━━━━━ SUPPLIED DATA ━━━━━

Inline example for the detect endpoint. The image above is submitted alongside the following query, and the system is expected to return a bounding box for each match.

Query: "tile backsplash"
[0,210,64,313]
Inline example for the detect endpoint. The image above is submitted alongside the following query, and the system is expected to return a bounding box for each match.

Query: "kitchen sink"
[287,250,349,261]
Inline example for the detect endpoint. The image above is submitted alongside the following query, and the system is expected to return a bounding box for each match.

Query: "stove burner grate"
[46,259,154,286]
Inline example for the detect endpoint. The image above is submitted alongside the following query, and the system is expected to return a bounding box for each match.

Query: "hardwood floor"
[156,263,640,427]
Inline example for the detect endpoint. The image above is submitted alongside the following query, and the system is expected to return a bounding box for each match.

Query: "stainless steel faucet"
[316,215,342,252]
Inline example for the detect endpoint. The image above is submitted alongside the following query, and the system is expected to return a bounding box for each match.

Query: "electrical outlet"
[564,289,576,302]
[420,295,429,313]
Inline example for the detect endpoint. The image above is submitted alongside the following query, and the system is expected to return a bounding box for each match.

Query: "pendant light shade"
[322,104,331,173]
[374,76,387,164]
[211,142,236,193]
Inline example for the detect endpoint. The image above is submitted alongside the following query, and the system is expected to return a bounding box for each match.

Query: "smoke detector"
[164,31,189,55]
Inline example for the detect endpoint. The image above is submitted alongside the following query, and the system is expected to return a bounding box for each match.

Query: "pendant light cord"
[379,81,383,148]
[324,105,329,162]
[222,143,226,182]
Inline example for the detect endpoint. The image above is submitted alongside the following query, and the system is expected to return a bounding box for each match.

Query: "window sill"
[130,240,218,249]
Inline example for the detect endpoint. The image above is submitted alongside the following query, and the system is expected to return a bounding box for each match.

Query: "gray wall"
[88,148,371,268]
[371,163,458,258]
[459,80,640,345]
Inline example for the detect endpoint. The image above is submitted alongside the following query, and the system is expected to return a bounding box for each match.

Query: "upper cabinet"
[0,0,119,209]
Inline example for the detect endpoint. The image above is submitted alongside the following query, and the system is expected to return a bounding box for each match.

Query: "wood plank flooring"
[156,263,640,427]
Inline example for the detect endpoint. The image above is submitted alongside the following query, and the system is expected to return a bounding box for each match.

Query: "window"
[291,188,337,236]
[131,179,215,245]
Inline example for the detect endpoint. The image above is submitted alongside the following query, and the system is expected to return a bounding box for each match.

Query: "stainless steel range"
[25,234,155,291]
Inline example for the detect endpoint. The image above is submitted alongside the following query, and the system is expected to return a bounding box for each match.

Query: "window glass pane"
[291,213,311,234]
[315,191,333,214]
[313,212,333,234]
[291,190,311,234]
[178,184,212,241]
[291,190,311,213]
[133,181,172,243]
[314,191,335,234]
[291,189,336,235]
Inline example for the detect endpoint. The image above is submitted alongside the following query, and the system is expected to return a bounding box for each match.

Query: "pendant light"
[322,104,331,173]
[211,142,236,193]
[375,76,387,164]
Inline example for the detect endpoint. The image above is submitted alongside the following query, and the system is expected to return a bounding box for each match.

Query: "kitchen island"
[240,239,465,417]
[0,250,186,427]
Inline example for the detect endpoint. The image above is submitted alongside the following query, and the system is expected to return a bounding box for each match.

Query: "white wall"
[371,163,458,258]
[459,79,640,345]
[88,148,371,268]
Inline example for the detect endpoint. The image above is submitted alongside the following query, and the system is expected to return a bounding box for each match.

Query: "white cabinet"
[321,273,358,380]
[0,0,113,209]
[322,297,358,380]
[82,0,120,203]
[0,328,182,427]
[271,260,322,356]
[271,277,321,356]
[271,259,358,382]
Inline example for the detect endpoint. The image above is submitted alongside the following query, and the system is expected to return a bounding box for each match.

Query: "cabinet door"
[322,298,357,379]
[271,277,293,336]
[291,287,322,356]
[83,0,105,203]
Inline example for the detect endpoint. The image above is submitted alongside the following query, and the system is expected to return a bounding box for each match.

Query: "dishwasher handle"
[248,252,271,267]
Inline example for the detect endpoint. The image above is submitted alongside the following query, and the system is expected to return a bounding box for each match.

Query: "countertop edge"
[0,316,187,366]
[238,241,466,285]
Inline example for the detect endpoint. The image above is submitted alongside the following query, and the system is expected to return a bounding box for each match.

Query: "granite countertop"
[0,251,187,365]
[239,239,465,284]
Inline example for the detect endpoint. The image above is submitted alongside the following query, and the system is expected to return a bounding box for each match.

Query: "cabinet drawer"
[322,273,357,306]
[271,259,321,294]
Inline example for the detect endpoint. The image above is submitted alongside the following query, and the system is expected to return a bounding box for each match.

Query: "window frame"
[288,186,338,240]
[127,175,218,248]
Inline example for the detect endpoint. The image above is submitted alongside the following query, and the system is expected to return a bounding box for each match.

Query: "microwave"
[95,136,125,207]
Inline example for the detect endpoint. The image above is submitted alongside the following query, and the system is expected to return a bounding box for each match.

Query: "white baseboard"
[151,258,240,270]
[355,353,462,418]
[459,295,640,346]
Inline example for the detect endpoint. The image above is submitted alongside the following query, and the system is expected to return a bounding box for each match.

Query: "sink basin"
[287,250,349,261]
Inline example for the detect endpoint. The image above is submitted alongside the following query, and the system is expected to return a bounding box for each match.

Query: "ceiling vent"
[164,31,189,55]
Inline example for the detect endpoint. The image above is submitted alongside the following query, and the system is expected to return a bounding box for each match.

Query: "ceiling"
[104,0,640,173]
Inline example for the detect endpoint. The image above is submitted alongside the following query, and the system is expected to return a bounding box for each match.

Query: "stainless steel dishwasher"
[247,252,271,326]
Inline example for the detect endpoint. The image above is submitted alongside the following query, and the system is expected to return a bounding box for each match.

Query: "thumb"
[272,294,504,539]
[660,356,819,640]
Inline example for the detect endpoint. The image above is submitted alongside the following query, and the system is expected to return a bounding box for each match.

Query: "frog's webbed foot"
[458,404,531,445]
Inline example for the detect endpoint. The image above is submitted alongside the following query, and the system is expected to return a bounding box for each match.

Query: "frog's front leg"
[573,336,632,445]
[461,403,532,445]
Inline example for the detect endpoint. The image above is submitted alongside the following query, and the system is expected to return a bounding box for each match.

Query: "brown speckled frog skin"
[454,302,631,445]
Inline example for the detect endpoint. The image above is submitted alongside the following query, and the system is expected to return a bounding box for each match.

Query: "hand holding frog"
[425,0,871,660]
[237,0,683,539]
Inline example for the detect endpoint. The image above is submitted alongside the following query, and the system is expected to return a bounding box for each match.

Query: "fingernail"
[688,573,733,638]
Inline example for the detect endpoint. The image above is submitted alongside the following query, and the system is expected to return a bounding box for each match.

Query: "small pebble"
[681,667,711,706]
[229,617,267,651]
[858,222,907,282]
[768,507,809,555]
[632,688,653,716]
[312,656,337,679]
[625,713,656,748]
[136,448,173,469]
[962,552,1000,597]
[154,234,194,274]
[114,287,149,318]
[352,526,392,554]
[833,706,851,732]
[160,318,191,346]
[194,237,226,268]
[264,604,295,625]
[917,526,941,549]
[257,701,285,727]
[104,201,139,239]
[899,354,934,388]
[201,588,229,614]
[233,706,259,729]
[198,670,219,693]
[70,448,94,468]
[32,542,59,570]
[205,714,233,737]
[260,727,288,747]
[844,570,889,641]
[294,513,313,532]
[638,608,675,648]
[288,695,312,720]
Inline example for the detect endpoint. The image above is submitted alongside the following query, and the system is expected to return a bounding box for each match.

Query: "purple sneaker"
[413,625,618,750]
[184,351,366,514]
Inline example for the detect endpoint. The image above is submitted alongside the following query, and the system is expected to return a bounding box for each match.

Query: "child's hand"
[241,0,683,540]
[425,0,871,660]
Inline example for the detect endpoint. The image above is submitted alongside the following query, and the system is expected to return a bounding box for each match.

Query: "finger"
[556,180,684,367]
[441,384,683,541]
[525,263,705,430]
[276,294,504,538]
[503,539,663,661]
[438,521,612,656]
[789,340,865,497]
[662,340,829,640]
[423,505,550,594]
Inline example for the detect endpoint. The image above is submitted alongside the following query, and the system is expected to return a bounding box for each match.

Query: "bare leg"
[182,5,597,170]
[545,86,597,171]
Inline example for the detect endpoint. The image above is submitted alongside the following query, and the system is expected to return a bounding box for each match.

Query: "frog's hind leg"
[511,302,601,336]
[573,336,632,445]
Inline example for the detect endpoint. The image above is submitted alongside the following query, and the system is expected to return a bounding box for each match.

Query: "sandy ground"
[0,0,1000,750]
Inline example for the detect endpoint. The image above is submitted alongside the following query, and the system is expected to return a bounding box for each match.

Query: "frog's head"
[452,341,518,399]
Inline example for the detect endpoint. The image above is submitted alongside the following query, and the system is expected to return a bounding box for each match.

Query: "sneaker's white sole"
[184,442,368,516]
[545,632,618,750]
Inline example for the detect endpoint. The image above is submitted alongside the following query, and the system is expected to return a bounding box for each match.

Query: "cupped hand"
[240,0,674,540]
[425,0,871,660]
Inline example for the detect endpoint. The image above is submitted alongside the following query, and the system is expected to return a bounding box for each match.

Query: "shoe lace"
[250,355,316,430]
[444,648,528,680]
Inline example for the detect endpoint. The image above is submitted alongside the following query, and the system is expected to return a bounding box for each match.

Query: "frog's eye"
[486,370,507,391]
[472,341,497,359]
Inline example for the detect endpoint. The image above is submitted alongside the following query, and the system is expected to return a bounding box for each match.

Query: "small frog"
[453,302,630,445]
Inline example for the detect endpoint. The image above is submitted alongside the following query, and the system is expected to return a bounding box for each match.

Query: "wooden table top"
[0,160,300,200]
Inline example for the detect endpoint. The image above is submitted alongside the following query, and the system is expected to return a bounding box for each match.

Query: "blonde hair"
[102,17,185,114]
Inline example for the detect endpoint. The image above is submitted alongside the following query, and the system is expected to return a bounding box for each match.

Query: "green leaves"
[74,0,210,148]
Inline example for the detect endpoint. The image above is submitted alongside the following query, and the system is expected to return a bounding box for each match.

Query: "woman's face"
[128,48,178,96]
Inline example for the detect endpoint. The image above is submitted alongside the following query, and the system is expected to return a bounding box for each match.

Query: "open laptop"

━━━━━

EXERCISE DESCRIPTION ▸ Collect every line in the listing above that contains the string "sneaker".

TASK RESULT ▸
Query: "purple sneaker"
Query: "sneaker's white sole"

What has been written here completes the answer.